# [Reading text]
════════

'I believe FFI has made a mistake,' notes Aseem Chhabra.
This year one Indian film achieved the kind of international success that is rarely showered upon cinema from India.
After a gap of 19 years, Chaitanya Tamhane's The Disciple became the first Indian film to play in the main competition section of the Venice Film Festival. It won the Best Screenplay award at Venice.
But that was not all.
The Disciple is the first Indian film to play at three key fall season film festivals -- Venice, followed by the Toronto International Film Festival and the New York Film Festival. It helped that Tamhane's mentor Alfonso Cuarón came on board as an executive producer for the film.
The Disciple received strong positive reviews in Hollywood trade publications.
There were other Indian films that played at the fall festivals in Busan and Tokyo.
Venice screened one more Indian film, Meel Patthar in the Orizzonti section.

════════

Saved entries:
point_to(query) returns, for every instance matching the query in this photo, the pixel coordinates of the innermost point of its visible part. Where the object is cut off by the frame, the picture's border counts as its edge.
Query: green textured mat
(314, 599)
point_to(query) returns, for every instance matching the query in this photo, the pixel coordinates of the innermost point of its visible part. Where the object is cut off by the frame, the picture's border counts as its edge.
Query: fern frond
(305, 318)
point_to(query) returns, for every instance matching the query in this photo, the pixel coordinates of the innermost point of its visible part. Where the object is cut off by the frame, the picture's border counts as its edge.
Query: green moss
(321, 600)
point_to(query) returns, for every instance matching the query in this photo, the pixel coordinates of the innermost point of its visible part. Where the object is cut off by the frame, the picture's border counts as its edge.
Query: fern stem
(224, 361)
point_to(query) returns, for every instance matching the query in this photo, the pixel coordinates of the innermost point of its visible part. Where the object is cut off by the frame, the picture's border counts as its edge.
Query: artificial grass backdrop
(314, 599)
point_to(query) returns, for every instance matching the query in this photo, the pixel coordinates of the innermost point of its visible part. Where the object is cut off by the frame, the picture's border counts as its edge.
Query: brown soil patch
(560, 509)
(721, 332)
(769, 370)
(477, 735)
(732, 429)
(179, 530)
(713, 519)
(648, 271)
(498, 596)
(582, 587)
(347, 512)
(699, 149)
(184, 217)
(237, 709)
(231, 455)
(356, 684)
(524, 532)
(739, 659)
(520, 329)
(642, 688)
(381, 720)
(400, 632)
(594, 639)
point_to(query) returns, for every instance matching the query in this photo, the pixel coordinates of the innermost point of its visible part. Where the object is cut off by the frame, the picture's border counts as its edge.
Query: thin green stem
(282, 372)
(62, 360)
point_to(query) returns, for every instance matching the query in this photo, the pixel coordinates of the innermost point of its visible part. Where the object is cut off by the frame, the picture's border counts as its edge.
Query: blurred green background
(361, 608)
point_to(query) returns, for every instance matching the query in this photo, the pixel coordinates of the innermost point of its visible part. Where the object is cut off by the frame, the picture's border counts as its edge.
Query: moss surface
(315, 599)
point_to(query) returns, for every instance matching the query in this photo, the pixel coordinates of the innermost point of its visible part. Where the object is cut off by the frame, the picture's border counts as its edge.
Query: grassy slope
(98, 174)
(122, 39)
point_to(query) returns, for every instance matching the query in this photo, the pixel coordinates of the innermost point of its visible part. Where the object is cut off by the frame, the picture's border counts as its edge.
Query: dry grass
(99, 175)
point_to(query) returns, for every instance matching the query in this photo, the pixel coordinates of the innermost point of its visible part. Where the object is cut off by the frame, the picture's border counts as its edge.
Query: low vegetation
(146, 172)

════════

# [The task]
Set down the passage from the article on The Disciple above, starting with the words "But that was" and ending with "Busan and Tokyo.".

# [Exercise answer]
But that was not all.
The Disciple is the first Indian film to play at three key fall season film festivals -- Venice, followed by the Toronto International Film Festival and the New York Film Festival. It helped that Tamhane's mentor Alfonso Cuarón came on board as an executive producer for the film.
The Disciple received strong positive reviews in Hollywood trade publications.
There were other Indian films that played at the fall festivals in Busan and Tokyo.